**The problem**:
There are pictures in the records below; leave them out and set down exactly the lines from the one holding "Query: wooden cross" through the one holding "Spot the wicker".

**Data records**:
***

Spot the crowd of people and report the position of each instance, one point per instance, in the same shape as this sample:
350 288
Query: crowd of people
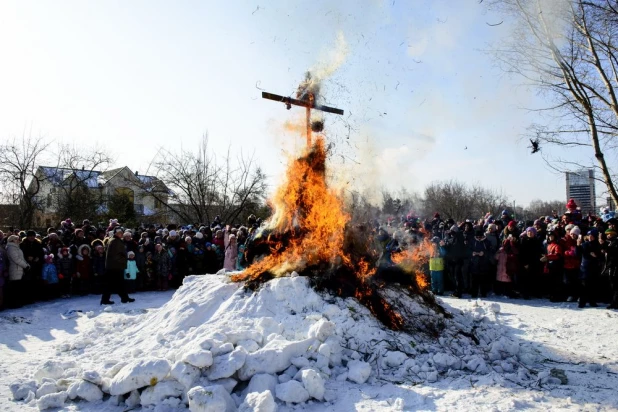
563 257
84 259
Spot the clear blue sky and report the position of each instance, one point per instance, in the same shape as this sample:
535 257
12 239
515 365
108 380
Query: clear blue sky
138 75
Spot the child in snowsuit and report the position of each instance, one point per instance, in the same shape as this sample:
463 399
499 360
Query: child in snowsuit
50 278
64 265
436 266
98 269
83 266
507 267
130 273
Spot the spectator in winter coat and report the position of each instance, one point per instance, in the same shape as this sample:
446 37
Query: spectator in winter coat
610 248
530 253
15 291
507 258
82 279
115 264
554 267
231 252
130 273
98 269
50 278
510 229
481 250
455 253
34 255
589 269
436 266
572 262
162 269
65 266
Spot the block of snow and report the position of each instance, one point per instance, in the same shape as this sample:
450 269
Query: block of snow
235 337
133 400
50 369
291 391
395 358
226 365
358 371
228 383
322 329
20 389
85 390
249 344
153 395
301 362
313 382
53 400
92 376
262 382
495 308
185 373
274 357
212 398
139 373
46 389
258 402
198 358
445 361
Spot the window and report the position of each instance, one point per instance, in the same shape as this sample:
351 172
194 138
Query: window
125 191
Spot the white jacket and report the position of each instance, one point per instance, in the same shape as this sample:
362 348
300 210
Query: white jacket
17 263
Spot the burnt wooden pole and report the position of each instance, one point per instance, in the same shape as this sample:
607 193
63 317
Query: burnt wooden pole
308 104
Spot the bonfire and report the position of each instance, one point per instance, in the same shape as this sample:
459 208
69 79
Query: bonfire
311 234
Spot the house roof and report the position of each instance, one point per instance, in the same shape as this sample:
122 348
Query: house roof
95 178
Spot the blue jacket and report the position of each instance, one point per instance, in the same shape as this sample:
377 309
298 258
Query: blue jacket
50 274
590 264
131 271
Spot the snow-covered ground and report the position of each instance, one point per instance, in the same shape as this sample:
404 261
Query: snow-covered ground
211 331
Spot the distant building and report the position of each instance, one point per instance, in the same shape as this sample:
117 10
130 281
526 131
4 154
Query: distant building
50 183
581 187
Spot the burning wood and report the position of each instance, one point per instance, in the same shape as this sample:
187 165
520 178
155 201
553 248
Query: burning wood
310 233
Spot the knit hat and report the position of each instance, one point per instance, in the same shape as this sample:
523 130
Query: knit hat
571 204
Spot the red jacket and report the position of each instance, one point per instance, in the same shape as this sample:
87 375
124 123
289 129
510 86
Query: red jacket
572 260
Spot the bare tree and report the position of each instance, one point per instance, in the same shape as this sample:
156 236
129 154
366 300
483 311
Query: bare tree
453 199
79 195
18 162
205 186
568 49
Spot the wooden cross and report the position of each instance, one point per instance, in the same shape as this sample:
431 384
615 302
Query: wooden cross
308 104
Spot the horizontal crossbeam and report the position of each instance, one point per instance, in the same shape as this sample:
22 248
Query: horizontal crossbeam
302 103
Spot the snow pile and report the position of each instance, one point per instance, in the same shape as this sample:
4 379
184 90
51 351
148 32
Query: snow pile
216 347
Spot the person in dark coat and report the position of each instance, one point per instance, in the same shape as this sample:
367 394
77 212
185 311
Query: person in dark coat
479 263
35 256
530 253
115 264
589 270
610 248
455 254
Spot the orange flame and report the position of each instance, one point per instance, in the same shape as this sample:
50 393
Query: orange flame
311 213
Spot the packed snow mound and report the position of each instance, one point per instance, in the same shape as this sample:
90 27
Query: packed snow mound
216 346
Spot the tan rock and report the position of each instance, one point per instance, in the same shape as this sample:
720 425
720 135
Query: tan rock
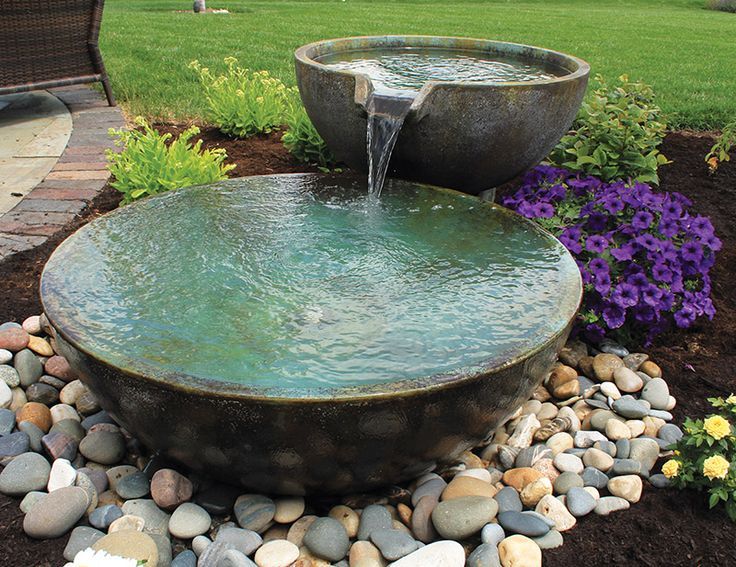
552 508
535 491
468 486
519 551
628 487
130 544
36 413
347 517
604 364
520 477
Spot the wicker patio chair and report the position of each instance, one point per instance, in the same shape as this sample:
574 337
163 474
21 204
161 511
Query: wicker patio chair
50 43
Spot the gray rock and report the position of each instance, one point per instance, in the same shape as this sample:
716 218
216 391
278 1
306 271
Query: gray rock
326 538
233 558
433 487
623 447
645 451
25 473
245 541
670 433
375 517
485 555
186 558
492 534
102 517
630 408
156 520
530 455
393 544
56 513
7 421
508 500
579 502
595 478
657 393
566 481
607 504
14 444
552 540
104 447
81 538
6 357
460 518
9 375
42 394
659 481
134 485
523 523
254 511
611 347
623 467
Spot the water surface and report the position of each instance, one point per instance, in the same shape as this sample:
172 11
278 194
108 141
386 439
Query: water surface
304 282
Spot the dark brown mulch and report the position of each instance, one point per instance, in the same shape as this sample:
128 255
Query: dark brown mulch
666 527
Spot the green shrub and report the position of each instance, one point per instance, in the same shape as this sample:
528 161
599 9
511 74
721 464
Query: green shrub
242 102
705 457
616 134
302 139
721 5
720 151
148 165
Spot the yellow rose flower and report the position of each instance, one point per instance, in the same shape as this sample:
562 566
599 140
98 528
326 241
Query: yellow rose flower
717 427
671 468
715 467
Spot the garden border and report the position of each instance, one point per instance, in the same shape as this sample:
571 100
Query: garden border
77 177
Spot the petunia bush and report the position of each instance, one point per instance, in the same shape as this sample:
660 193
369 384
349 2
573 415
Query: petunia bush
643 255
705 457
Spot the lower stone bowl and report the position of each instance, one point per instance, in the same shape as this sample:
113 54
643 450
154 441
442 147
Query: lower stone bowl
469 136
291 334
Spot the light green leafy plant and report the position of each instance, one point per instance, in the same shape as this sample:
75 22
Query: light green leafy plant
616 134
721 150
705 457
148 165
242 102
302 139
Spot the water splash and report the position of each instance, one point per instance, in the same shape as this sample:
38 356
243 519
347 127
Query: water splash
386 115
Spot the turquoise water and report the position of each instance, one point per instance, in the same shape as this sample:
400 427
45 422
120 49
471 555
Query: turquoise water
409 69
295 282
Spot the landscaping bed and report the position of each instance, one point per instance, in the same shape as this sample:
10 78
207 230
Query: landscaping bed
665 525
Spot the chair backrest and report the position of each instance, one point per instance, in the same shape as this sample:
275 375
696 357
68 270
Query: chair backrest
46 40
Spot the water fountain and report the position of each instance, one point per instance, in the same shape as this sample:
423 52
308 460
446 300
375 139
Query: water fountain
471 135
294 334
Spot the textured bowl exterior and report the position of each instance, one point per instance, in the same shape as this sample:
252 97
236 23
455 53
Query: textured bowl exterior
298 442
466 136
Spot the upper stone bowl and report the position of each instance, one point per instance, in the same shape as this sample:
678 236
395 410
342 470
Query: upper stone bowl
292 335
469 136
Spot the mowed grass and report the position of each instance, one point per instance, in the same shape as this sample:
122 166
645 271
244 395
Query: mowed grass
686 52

***

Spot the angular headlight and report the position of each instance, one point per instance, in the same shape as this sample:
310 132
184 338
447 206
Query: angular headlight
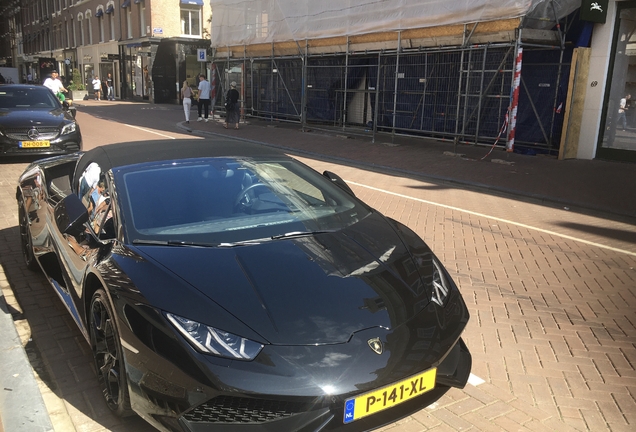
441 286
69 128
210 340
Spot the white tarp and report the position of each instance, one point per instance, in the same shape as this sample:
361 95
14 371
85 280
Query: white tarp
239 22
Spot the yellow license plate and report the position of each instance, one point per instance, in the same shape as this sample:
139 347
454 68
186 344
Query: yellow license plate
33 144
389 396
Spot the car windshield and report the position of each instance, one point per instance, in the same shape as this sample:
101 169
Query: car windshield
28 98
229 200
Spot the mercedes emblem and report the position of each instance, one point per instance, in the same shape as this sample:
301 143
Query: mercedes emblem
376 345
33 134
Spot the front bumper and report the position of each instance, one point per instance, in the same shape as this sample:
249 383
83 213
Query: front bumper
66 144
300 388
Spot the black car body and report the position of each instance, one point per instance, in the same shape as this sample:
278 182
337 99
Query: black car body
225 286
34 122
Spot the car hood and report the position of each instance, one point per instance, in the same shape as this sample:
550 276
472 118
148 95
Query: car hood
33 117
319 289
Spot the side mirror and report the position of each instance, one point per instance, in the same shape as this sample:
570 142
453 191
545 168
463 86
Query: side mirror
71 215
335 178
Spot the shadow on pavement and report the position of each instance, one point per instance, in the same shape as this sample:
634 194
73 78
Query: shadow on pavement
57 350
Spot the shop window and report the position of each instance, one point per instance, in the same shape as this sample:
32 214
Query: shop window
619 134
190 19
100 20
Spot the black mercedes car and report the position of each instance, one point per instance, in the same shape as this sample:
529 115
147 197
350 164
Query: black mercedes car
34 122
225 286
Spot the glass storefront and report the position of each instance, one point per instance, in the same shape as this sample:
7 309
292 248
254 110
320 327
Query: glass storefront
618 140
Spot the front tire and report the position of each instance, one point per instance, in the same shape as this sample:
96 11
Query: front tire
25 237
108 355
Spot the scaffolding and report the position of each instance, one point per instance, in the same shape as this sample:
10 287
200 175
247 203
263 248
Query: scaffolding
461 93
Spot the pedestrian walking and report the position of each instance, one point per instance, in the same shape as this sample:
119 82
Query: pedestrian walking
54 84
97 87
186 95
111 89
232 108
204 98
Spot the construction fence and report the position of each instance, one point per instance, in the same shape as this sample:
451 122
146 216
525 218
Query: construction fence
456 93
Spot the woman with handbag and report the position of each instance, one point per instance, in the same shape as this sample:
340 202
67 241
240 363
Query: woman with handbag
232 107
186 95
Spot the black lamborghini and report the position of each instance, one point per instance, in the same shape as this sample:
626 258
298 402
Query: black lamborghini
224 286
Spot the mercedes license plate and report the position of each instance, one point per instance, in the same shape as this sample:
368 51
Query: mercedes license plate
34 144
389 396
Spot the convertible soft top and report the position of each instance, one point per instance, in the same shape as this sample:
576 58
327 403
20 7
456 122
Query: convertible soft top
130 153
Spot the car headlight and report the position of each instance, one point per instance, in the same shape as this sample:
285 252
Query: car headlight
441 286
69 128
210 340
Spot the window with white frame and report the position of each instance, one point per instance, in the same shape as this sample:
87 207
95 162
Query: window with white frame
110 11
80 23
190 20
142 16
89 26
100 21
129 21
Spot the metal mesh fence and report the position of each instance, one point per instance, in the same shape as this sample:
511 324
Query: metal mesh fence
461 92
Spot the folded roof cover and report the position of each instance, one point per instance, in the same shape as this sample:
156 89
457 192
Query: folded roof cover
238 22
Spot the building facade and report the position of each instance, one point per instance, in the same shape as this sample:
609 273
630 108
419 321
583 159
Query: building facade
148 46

***

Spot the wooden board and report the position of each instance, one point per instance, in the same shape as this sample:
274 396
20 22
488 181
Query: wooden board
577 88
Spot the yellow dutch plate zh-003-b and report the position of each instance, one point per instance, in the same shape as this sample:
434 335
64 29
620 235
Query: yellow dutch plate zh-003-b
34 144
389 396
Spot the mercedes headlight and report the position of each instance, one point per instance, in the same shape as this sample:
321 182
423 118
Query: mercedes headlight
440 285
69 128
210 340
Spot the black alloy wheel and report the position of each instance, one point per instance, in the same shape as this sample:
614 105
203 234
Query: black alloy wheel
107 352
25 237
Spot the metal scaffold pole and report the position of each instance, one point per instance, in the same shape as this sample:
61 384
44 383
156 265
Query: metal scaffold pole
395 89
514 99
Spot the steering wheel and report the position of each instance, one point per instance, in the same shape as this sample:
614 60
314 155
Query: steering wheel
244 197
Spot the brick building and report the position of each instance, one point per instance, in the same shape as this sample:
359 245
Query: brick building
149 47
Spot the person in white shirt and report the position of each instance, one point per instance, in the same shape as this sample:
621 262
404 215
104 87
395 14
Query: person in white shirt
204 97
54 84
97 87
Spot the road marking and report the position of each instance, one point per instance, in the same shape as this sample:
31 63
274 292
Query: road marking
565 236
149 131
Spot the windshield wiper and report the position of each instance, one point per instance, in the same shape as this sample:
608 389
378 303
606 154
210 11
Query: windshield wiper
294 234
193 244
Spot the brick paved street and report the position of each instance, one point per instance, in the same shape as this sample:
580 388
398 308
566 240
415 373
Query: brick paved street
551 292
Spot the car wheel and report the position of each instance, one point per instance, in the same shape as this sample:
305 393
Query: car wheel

***

**Completed task**:
Query: wooden cross
308 104
Spot the horizontal crossbeam and report the position of each instance, one point per instance, in the same shape as this sample:
22 248
Query: horizontal crossbeam
302 103
Spot the snow pile and report the position of each instance, one point per instance, in the same shape as this sample:
4 379
184 90
51 351
148 32
Query: snow pile
216 347
Spot the person in dark coat and report the position of each instance, one point per instance, in the same shape as this sample:
367 394
77 212
185 311
Query: person in dark coat
479 263
35 256
530 253
115 264
589 270
610 248
455 254
Spot the orange flame and report the position of each instance, one point per instance, in the same shape as this sample:
50 393
Query: orange flame
311 213
Spot the packed snow mound and report the position of each instance, one point per instance, in the same shape as this sample:
90 27
Query: packed snow mound
216 346
Spot the tan rock and report the position of each instance, one point per instance, in the same shape as this sample:
720 425
720 135
Query: tan rock
552 508
535 491
468 486
519 551
628 487
130 544
36 413
347 517
604 364
520 477
Spot the wicker patio chair and report the position of each instance, one point per instance, in the same shape as this sample:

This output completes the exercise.